# Exercise task
Repeat the listing below in full, exactly as it stands.
-- begin Information provided --
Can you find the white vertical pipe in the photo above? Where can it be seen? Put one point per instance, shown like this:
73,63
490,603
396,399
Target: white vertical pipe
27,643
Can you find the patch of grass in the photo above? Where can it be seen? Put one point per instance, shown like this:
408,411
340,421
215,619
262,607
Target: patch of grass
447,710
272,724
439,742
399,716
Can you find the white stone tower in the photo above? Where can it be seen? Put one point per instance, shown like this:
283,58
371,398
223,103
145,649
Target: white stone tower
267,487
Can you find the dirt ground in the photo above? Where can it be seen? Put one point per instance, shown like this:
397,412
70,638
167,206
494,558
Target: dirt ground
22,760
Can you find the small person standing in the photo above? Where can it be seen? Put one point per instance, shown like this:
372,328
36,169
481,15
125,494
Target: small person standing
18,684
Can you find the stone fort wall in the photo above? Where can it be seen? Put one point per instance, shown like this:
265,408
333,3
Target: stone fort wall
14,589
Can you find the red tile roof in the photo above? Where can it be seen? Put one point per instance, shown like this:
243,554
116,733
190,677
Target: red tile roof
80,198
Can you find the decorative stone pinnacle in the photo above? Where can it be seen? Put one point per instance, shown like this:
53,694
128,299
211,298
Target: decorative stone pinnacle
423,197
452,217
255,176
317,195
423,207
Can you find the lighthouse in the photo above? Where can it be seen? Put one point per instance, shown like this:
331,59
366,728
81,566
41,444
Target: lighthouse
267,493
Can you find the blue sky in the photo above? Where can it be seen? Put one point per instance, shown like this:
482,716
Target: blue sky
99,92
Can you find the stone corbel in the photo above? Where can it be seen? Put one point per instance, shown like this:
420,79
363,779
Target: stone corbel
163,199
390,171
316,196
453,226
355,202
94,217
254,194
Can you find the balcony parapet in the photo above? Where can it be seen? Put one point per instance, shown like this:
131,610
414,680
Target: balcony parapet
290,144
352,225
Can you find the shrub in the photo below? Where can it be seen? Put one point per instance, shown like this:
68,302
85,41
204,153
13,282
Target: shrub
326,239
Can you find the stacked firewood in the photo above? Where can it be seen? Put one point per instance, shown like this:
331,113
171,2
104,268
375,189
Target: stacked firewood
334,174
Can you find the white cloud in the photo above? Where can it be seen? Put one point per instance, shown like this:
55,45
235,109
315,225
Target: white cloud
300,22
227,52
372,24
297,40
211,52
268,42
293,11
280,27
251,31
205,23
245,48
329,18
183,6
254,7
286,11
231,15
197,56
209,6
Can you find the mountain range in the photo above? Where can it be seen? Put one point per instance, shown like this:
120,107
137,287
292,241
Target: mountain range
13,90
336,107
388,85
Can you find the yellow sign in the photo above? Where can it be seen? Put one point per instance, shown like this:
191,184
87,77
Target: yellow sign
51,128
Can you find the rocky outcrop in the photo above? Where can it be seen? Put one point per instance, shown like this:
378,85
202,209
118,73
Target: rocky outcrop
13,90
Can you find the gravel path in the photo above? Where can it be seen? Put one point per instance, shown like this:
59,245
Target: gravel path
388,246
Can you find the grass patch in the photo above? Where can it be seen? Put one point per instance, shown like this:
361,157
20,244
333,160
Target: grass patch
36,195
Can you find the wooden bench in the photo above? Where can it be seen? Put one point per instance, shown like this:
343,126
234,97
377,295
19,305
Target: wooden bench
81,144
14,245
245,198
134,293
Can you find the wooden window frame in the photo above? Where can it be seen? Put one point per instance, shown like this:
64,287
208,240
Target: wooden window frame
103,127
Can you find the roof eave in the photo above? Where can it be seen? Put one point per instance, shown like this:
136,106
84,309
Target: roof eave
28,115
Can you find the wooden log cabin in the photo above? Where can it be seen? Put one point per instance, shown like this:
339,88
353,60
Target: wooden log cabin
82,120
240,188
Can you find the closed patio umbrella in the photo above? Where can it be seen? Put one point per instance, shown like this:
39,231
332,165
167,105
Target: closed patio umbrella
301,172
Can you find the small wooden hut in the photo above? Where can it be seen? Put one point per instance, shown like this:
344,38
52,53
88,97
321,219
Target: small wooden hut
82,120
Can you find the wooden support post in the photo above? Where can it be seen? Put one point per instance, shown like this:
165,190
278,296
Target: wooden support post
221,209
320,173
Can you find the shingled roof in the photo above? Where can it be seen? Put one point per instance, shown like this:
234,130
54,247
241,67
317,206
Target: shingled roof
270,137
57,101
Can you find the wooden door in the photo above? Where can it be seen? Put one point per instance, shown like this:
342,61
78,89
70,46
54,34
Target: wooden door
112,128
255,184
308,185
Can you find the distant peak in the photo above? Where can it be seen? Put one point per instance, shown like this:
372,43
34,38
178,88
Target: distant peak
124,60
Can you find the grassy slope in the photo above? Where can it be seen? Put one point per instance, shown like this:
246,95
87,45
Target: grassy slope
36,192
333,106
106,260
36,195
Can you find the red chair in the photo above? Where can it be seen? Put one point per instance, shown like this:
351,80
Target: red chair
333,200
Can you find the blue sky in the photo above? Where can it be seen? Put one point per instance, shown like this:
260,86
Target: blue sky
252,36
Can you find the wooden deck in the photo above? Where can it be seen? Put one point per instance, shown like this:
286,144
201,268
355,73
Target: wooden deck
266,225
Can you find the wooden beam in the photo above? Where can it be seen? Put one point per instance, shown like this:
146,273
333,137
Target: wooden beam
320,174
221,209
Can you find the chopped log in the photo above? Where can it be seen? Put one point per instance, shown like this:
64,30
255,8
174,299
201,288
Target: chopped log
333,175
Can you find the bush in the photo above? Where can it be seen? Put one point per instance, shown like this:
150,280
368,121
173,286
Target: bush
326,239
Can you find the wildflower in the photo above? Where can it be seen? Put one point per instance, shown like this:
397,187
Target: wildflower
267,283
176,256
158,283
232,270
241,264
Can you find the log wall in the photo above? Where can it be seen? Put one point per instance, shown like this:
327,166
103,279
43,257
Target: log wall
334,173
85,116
-- end Information provided --
# Solved problem
Can you find the white vertical pipe in the photo above? Where can it be seen? Put one point per instance, shown like this:
73,63
490,603
396,399
Target: white vertical pipe
27,643
Can you find the patch of grass in the photo above? Where can it be seen? Put one point per instance, shown like this:
408,411
340,421
215,619
262,607
Target: patch of grass
447,710
272,724
439,742
399,716
Can you find the white stone tower in the photo above? Where can it be seen? Put one point per instance, shown like this:
283,58
371,398
223,103
145,649
Target: white stone tower
267,487
Can you find the dirt ground in the photo above? Where can it be seen? Put one point per instance, shown like this:
397,412
70,638
167,206
494,558
Target: dirt ground
22,760
Can you find the small person standing in the photo above? Where can it be seen? Put one point per instance, shown like this:
372,328
36,169
481,15
125,494
Target: small person standing
18,684
Can you find the stone fort wall in the photo above? Where can it be seen? Put one point per instance, shown like this:
265,408
333,3
Target: stone fort wall
14,589
Can you find the red tile roof in the photo above? Where can it be seen? Put one point per instance, shown like this:
243,554
116,733
190,677
Target: red tile roof
80,198
Can you find the decorative stone pinnacle in the photo above? Where can it be seen? Put one point per instance, shown like this:
53,694
128,299
211,298
Target: decorative stone pinnacle
423,197
452,217
255,176
317,195
423,207
Can you find the lighthouse in the photo above? Where can it be seen? Put one point per instance, shown like this:
331,59
366,728
81,566
41,444
Target: lighthouse
267,493
Can you find the blue sky in the photo above? Where can it be seen? Put one point per instance, shown like this:
482,716
Target: blue sky
99,92
Can you find the stone corbel in the photo above? Where can it be seen? Put one point per instance, shown like this:
420,79
363,779
Target: stone corbel
163,199
390,171
316,196
453,226
355,202
94,217
254,194
Can you find the balcony parapet in the photo above? Where can it be seen? Put one point per instance, shown like this:
131,610
414,680
Target: balcony parapet
290,144
352,225
Can you find the shrub in the photo below? Where can it be seen? Put one point per instance, shown like this:
68,302
85,41
204,153
13,282
Target: shrub
326,239
Can you find the stacked firewood in the photo above? Where can it be seen? Put one point per instance, shown like this:
331,113
171,2
104,268
375,189
Target: stacked firewood
334,174
Can you find the white cloud in the photo above? Where can it be seen? Put one point per instance, shown like this:
55,45
235,109
315,225
Target: white cloud
300,22
227,52
372,24
297,40
211,52
268,42
293,11
280,27
251,31
205,23
245,48
329,18
183,6
254,7
286,11
231,15
197,56
209,6
Can you find the mountain range in the photo above? Where can it be seen? Put one point per instance, shown like this:
120,107
137,287
292,241
Target: mountain range
13,90
336,107
388,85
Can you find the yellow sign in the photo above? Where can it be seen? Put one point per instance, shown like this:
191,184
87,77
Target: yellow sign
51,128
Can you find the rocky outcrop in the photo above? Where can it be seen? Put one point per instance, shown like this:
378,85
202,209
118,73
Target: rocky outcrop
13,90
Can you find the gravel path in the photo above? Where can it be seen? Put one point per instance, shown like this:
59,245
Target: gravel path
388,246
Can you find the grass patch in the photo above? Where can it be seen? Put one point per instance, shown like this:
361,157
20,244
333,160
Target: grass patch
36,195
Can you find the wooden bench in the photo above? Where can it be seen? Put one point per instance, shown like this:
343,126
234,97
377,295
19,305
Target: wooden bench
81,144
14,245
245,198
134,293
Can you find the wooden window frame in the photo above? Where can it be seen? Put one point per instance, shown like this:
64,287
208,240
Target: wooden window frame
103,127
Can you find the roof eave in the photo above? Where can it be seen? Put one point per instance, shown like this:
136,106
84,309
Target: roof eave
28,115
Can you find the wooden log cabin in the photo above? Where can it be seen? Put one point per instance, shown like this:
339,88
353,60
Target: wooden log cabin
82,120
240,188
Can you find the closed patio umbrella in the photo above? Where can it be seen? Put one point per instance, shown like this:
39,231
332,165
167,105
Target: closed patio umbrella
301,172
Can you find the small wooden hut in the photo above? Where can it be seen? Put one point per instance, shown like this:
344,38
52,53
88,97
321,219
Target: small wooden hut
82,120
Can you find the wooden support post in the photo above? Where can it be seen? Put one point per instance, shown like this:
165,190
278,296
Target: wooden support post
221,209
320,173
Can you find the shingled roof in the photo above? Where can it be seen? Put one point per instance, shown like this:
234,130
54,247
241,67
317,206
Target: shingled roof
270,137
57,101
Can you find the wooden door in the photo above? Where can it be seen? Put one point per instance, shown like this:
342,61
78,89
70,46
54,34
Target: wooden door
112,128
255,184
308,185
Can you find the distant peak in the photo above? Where can it be seen? Put one point per instance, shown like this:
372,43
34,38
178,88
Target: distant peak
124,60
Can you find the grassy slope in the photo above? Where can it be seen? Put one point per instance, shown like this:
246,95
87,45
Target: grassy slope
36,192
333,106
106,260
36,195
Can you find the red chair in the photo above? Where can it be seen? Put one point per instance, shown like this:
351,80
Target: red chair
333,200
Can you find the blue sky in the photo above? Where can it be seen? Put one point per instance, shown like this:
260,86
Target: blue sky
252,36
Can you find the wooden deck in the photo above? Where can it be seen? Put one point per instance, shown like this:
286,144
201,268
355,73
Target: wooden deck
266,225
Can you find the wooden beam in the photo above? Where can it be seen? Put one point per instance, shown like this:
146,273
333,137
Target: wooden beam
320,174
221,209
Can you find the chopped log in the photo above? Where can it be seen? Put one point per instance, shown like this:
64,30
255,8
174,299
201,288
Target: chopped log
333,175
Can you find the bush in the photo above? Where can it be seen? Put one point per instance, shown like this:
150,280
368,121
173,286
Target: bush
326,239
Can you find the wildflower in the photo above? Where can it be seen? Put one point per instance, shown like this:
397,187
Target: wildflower
267,283
176,256
158,283
232,270
241,264
Can you find the log wall in the photo above? Where can it be seen? Put one point per instance, shown like this:
327,166
103,279
43,257
Target: log wall
334,173
85,116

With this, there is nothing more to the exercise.